**Passage for review:**
-- Opening Marker --

2. Material and methods
(a) Identification and cloning of silicon transporter sequences
RNA extracted from cultures of S. diplocostata was used to produce a cDNA library, which was sequenced using 454 pyrosequencing. The resulting transcriptome reads were assembled into contigs for bioinformatic analysis (see the electronic supplementary material for detailed description). Those contigs containing SIT domains were selected for further tBLASTx analysis  against the EMBL/Genbank non-redundant nucleotide databases (see the electronic supplementary material). The relevant open reading frames were used as queries in PSI-BLAST  searches against the EMBL/Genbank non-redundant protein database. ClustalX was used to generate a protein alignment of all the translated contigs containing the SIT domain.
The longest S. diplocostata SIT-like contig was used as query sequence for a tBLASTx search (significance threshold value = 1×10−10) against a partial genome sequence dataset from D. grandis (see the electronic supplementary material). A protein alignment of those contigs providing a significant hit was generated using ClustalX, and the longest contig analysed using InterProScan.
Stephanoeca diplocostata dTcDNA was made using Superscript III First-Strand Synthesis reverse transcriptase (Invitrogen) and 2 µl (approx. 1 µg) of cDNA used as RT-PCR template. A total of 200 ng of genomic DNA, extracted from D. grandis cultures using a cetyltrimethylammonium bromide (CTAB) buffer based method , was used as PCR template together with the DgSITa primers. The RT-PCR and PCR protocols were as follows: hot-start denaturing step of 94°C for 4 min; 35 cycles of 94°C (30 s), 50°C (30 s), 72°C (105 s); final elongation step of 72°C for 5 min (see the electronic supplementary material for primer sequences and combinations). Amplified sequences were cloned into the PGEM-T Easy Vector System (Promega) and Subcloning Efficiency DH5α Competent Cells (Invitrogen). Plasmids were extracted using a Qiaprep Spin Miniprep Kit (Qiagen) and sequenced by SourceBioScience (Cambridge, UK).
(b) Bioinformatic analyses and alignments
The tBLASTx, PSI-BLAST and InterProScan analyses were repeated for the consensus sequences for all cloned choanoflagellate SITs. The DgSITa protein sequence was identified by tBLASTx comparison to the SdSIT genes. The 5′ portion of the amplified sequence contained stop codons and a putative splice donor site, suggesting that it represents intronic sequence. The DgSITa sequence was trimmed to remove this putative intron. The remaining 554 bp exon, encoding a 185 amino acid protein sequence, was used for all further analyses.
WoLF PSORT analysis  was used to predict the subcellular location of the SdSIT proteins. The COILS prediction server (http://www.ch.embnet.org/software/COILS_form.html) was used to search for putative coiled-coil motifs. Topology predictions were carried out for all SdSITs and DgSITa to identify transmembrane domains (TMDs) using TMPred , HMMTop  and TMHMM .
Pairwise identity measurements between the choanoflagellate SITs were generated with ClustalW2 (www.ebi.ac.uk/Tools/msa/clustalw2/). A full alignment of the four SIT sequences was generated to ClustalX v. 2.0.9, using the default settings (gap opening = 10, gap extension = 0.2, delay divergent sequences = 30%) and the Gonnet Series matrix.

-- Closing Marker --

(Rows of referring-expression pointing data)
-- Opening Marker --

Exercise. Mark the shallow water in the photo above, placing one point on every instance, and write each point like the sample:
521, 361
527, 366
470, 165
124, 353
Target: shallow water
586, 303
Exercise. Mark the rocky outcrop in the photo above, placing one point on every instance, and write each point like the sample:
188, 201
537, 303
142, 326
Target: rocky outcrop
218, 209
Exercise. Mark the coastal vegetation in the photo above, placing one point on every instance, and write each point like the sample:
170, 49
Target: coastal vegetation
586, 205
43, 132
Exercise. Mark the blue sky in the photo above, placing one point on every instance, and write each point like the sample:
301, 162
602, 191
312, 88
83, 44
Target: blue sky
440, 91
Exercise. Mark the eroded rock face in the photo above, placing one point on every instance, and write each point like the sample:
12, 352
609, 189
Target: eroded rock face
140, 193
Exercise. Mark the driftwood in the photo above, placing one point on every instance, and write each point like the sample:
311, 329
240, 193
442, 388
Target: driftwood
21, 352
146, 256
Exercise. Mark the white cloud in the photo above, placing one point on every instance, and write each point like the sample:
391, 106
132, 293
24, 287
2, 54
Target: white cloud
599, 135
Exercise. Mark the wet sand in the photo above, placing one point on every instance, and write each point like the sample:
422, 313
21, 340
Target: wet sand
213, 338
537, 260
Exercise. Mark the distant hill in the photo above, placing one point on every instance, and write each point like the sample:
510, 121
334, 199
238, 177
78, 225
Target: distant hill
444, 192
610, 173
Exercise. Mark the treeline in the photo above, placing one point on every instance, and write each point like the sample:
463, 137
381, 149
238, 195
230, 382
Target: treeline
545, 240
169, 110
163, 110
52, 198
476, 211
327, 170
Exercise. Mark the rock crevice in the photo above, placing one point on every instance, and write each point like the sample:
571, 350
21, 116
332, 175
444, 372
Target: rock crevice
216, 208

-- Closing Marker --

**Tasks:**
[1] In the methods passage on silicon transporter sequences, which tool was used to predict the subcellular location of the SdSIT proteins?
[2] Write the next part of the methods passage on silicon transporter sequences, starting after its final sentence.
The rows have nothing to do with the methods passage on silicon transporter sequences.

**Written answers:**
[1] WoLF PSORT analysis

[2]
A second protein alignment incorporating non-choanoflagellate SITs was generated with ClustalX under the same settings. The 156 significant PSI-BLAST hits to SdSITa were aligned against the choanoflagellate SIT sequences (see the electronic supplementary material). Choanoflagellate and stramenopile SITs were compared to identify conserved motifs, charged residues and hydroxylated residues (following ). Features were noted if they were conserved across all SITs. A subset of this alignment was generated in order to display the results of the larger comparison and to include the predicted TMDs of SdSITs and Phaeodactylum tricornutum SITs .
(c) Phylogenetic analysis
Sequences were chosen from the EMBL/Genbank non-redundant protein database to cover a taxonomic range of SITs (see the electronic supplementary material) and aligned using ClustalX v. 2.0.9 (default settings and Gonnet Series matrix). The alignment was inspected and sequences manually trimmed to minimize missing data. The final alignment contained 20 sequences from 10 different species, a total of 769 positions.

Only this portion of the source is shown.